■ **Required work**: In the text on couples therapy below, which three research areas is PACT based on?
━━━━━ Document text
“Committed relationship is the steep path to enlightenment.”
–Chogyam Trungpa Rinpoche
“Your relationship is your medicine.”
–Stan Tatkin
I have come to regard committed relationship as one of the most powerful vehicles for personal growth and transformation a human being can engage in. There is greater potential for healing within your primary relationship than any amount of individual therapy. When we commit to being in relationship with another person, and the longer we remain in close proximity to one another, the more our “buttons” are uncovered and triggered, the more the subtle and not-so-subtle wounds of our childhoods are brought into the light for potential resolution.
Whether your relationship is in crisis, just beginning, or is longstanding and has lost its passion, I help couples to create a relationship that serves as the ground of their life: a source of nourishment, protection, and inspiration. In order to create this kind of relationship, partners must be able to see each other clearly, without being clouded by the distorted lens of their and their partner’s childhood. I support couples in understanding how their childhood has impacted their relationship with their partner as well as how their partner’s childhood shows up in the relationship.
Once partners begin to understand their own history as well as their partner’s, they can naturally become each other’s allies and support. With such insight and experience, defensiveness and self-preservation are replaced with compassion and generosity. The two-person psychological-emotional system becomes a priority and a source of energy and vitality rather than a drain on psychological and emotional resources.
As partners gain a better understanding of what is actually happening with each other, I then help them begin to learn the skills, tools, actions, and behaviors to support one another in regulating strong emotional distress during conflict. All couples have conflict. I help them learn how to manage it in a way that supports and strengthens the relationship rather than drains and destroys it. Couples shift from seeing the enemy in their partner to becoming an advocate, a support, and a source of safety and nurturance.
My work with couples is largely influenced by a cutting-edge approach known as PACT: Psychobiological Approach To Couple Therapy. PACT is based on research in three key areas: neuroscience, attachment theory, and the biology of emotional regulation.
━━━━━━━━━━
━━━━━ Entries provided
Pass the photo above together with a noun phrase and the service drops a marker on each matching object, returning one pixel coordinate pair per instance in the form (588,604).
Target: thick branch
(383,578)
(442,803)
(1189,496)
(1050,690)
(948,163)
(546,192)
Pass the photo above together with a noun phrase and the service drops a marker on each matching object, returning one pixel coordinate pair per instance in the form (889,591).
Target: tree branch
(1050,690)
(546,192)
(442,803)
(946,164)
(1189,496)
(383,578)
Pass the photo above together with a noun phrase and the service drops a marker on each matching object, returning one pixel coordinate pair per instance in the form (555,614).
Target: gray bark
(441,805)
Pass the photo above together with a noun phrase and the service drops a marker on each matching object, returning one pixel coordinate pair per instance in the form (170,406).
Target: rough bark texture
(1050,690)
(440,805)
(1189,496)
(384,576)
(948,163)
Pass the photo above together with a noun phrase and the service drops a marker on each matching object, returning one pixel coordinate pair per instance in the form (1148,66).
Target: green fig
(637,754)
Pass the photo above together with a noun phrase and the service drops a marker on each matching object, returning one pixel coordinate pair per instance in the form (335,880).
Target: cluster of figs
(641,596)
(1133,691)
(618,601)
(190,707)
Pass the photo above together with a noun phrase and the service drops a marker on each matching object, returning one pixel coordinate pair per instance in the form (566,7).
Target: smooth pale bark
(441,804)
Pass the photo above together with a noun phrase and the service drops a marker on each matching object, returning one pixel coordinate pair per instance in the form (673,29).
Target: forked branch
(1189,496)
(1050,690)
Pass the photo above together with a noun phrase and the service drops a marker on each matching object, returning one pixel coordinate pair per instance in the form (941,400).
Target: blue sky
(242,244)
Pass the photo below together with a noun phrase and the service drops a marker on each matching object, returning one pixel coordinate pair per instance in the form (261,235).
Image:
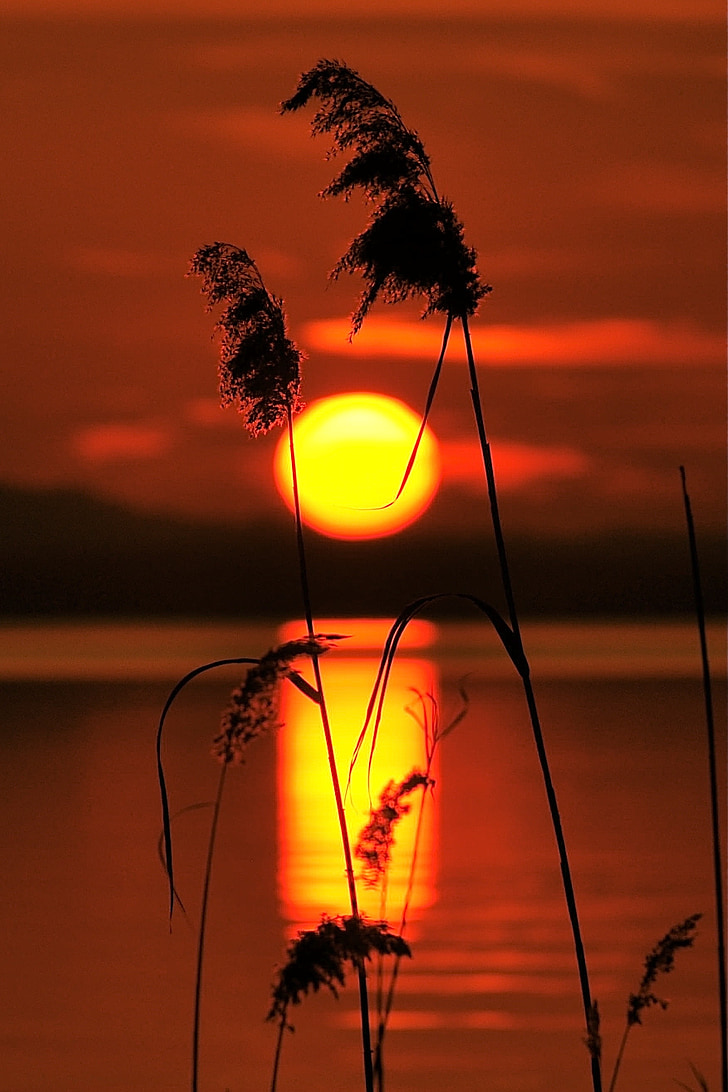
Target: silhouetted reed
(260,374)
(660,960)
(414,246)
(377,840)
(718,864)
(319,957)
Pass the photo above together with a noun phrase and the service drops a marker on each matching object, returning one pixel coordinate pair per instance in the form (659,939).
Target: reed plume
(414,245)
(260,367)
(660,960)
(373,846)
(253,705)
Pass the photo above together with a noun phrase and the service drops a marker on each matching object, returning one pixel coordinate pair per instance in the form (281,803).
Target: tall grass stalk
(530,701)
(203,927)
(713,778)
(361,973)
(414,246)
(660,960)
(433,735)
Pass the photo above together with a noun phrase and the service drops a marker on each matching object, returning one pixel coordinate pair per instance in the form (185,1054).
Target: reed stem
(203,922)
(715,822)
(363,996)
(530,699)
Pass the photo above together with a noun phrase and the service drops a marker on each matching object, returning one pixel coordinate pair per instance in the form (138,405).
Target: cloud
(516,465)
(253,127)
(611,342)
(122,262)
(663,187)
(117,441)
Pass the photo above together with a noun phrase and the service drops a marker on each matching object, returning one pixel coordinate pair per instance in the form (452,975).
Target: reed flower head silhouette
(414,242)
(260,367)
(376,841)
(660,960)
(319,957)
(254,704)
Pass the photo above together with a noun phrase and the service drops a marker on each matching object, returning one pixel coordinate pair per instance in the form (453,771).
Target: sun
(351,451)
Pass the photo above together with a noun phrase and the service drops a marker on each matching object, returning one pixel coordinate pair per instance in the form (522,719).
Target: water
(98,994)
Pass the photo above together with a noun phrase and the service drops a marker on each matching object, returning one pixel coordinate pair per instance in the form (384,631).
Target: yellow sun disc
(351,451)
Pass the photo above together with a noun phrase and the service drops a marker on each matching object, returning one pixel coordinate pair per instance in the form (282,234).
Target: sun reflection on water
(311,876)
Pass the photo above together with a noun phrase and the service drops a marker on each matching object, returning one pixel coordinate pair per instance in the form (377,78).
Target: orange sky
(585,156)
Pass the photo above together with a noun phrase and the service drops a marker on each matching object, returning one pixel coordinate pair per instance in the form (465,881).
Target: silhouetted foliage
(660,960)
(260,367)
(414,242)
(319,957)
(253,705)
(374,844)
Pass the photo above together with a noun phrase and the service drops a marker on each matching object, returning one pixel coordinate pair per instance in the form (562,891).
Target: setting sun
(351,451)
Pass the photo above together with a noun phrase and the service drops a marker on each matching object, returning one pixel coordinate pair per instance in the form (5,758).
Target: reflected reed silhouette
(311,880)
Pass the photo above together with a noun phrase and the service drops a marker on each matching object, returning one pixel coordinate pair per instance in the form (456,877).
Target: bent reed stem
(363,995)
(530,699)
(203,922)
(715,821)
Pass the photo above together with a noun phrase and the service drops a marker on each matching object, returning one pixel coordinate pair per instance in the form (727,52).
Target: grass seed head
(253,708)
(260,367)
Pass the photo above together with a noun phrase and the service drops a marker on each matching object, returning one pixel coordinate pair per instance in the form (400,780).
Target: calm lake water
(97,993)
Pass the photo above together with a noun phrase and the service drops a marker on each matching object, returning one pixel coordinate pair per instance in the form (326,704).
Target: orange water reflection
(311,876)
━━━━━━━━━━
■ **Exercise answer**: Neuroscience, attachment theory, and the biology of emotional regulation.